Texto fornecido:
--------
Advocacia em crise: do desespero jurídico-político ao escárnio desesperado
por Fábio de Oliveira Ribeiro
A conivência do Judiciário brasileiro com a Ditadura Militar é bem conhecida e dispensa maiores elucubrações. Poucos foram os juízes que desafiaram o regime. Aqueles que fizeram isso de maneira mais peremptória foram silenciosamente afastados dos seus cargos.
O peso do combate ao regime recaiu nas costas dos advogados. Mas a tarefa deles era mais desesperadora do que se pode imaginar. Afinal, era inútil defender direitos outorgados aos cidadãos, aos réus e aos detentos consagrados na constituição e na legislação em face de um regime que negava aos dissidentes políticos e aos suspeitos de dissidência ideológica a própria condição de seres humanos.
É bem conhecido o caso “…de Harry Berger, comunista preso no Brasil durante a ditadura do Estado Novo e torturado até ficar louco. Para ele, Sobral Pinto invocou a Lei de Proteção aos Animais: ‘Esta lei diz que nenhum animal pode ser posto numa situação que não esteja de acordo com sua natureza. Um cavalo não pode ficar dentro de uma baia a vida inteira, tem que sair, galopar, isto é da sua natureza. O Homem também não pode ficar numa situação dessas, contrária a tudo que há na sua natureza e na sua psicologia’.”
A roda do mundo girou, e agora nós estamos diante de um novo paradoxo: o do escárnio. Digo isso pensando especificamente no caso escatológico da advogada que ajuizou a ação de uma cidadã que pediu na Justiça do Trabalho direitos decorrentes da maternidade porque cuida de um bebê reborn. Abaixo a reprodução dos pedidos que foram feitos na ação:
“1. O deferimento da tutela antecipada para reconhecimento da rescisão indireta; 2. A citação da Reclamada para, querendo, apresentar defesa; 3. A condenação da Reclamada à rescisão indireta do contrato de trabalho; 4. Pagamento das verbas rescisórias devidas na modalidade de rescisão indireta: • Aviso prévio indenizado; • Saldo de salário; • Férias vencidas e proporcionais + 1/3; • 13º salário proporcional; • Liberação do FGTS + 40%; • Entrega das guias para o seguro-desemprego; 5. Pagamento de indenização por danos morais no valor de R$ 10.000,00; 6. Condenação da Reclamada ao pagamento do salário-família retroativo desde a data do requerimento administrativo; 7. Concessão dos benefícios da justiça gratuita (Declaração anexa); 8. A produção de todas as provas admitidas em direito, especialmente prova testemunhal e pericial psicológica sobre o vínculo afetivo.” Vide documento
Não existe e não pode existir qualquer equivalência possível entre uma criança recém-nascida e uma mercadoria produzida pela indústria ou entre a mulher que pariu um filho e aquela que comprou um objeto. É desnecessário formação jurídica para concluir que a dona de um bebê reborn não tem quaisquer direitos decorrentes da maternidade. Ainda que a maternidade seja um fenômeno afetivo não seria possível equiparar uma criança adotada ao brinquedo comprado na loja que pode ser intencionalmente danificado e jogado no lixo quando estragar. Pais adotivos têm direitos e obrigações, mas eles não podem arrancar a cabeça da criança ou descartá-la no lixo quando ficarem entediados ou com raiva dela.
--------
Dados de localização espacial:

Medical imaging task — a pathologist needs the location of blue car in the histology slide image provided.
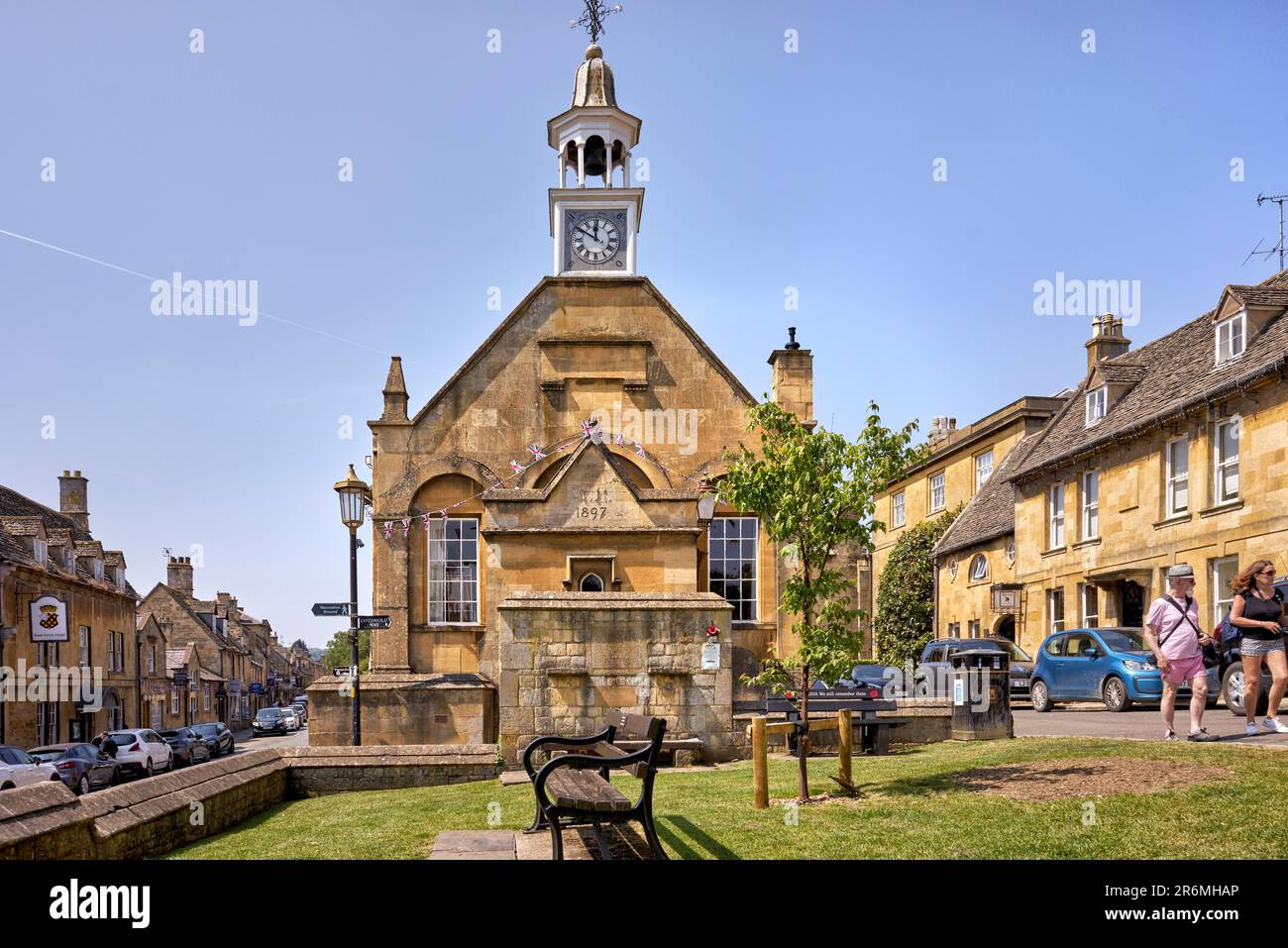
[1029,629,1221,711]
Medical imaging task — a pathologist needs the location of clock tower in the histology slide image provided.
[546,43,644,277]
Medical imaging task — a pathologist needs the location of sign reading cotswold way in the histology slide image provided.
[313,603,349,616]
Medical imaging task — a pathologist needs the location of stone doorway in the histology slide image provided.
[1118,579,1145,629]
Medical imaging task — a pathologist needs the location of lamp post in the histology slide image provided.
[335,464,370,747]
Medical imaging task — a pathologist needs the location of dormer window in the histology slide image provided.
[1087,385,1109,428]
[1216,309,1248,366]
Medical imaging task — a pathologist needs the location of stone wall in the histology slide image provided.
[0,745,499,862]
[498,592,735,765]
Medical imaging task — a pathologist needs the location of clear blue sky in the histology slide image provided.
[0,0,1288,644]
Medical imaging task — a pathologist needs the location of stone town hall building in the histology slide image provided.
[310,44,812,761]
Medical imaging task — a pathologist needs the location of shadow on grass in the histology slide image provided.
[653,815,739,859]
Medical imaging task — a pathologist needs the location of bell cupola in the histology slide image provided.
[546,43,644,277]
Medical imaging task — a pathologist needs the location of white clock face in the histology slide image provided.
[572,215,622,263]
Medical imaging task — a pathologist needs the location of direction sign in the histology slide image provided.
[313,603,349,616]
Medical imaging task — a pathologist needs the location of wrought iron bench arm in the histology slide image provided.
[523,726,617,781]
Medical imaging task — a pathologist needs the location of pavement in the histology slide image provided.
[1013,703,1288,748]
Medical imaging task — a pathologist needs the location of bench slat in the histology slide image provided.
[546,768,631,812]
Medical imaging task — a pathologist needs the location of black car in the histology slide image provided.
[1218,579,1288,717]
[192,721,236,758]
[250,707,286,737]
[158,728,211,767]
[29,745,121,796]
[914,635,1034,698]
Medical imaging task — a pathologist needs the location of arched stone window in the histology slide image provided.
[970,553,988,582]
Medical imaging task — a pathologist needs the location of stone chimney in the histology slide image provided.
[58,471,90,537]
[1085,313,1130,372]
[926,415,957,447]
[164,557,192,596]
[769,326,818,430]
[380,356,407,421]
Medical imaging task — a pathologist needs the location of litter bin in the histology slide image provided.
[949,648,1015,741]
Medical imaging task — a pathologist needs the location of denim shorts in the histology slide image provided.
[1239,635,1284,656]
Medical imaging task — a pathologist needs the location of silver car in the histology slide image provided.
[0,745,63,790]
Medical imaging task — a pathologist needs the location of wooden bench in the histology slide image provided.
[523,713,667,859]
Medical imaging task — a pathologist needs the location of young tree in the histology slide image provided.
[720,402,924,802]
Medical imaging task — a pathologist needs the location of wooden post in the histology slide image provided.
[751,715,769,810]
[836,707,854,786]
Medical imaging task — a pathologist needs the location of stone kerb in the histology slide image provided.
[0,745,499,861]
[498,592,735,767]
--------
Tarefa 1: No texto sobre a advocacia em crise, qual lei Sobral Pinto invocou em favor de Harry Berger?
Tarefa 2: Transcreva do texto sobre a advocacia em crise o trecho que vai de "Advocacia em crise: do" até "de seres humanos.", inclusive.
Não é preciso recorrer aos dados.

Área de resposta 1: A Lei de Proteção aos Animais.

Área de resposta 2:
Advocacia em crise: do desespero jurídico-político ao escárnio desesperado
por Fábio de Oliveira Ribeiro
A conivência do Judiciário brasileiro com a Ditadura Militar é bem conhecida e dispensa maiores elucubrações. Poucos foram os juízes que desafiaram o regime. Aqueles que fizeram isso de maneira mais peremptória foram silenciosamente afastados dos seus cargos.
O peso do combate ao regime recaiu nas costas dos advogados. Mas a tarefa deles era mais desesperadora do que se pode imaginar. Afinal, era inútil defender direitos outorgados aos cidadãos, aos réus e aos detentos consagrados na constituição e na legislação em face de um regime que negava aos dissidentes políticos e aos suspeitos de dissidência ideológica a própria condição de seres humanos.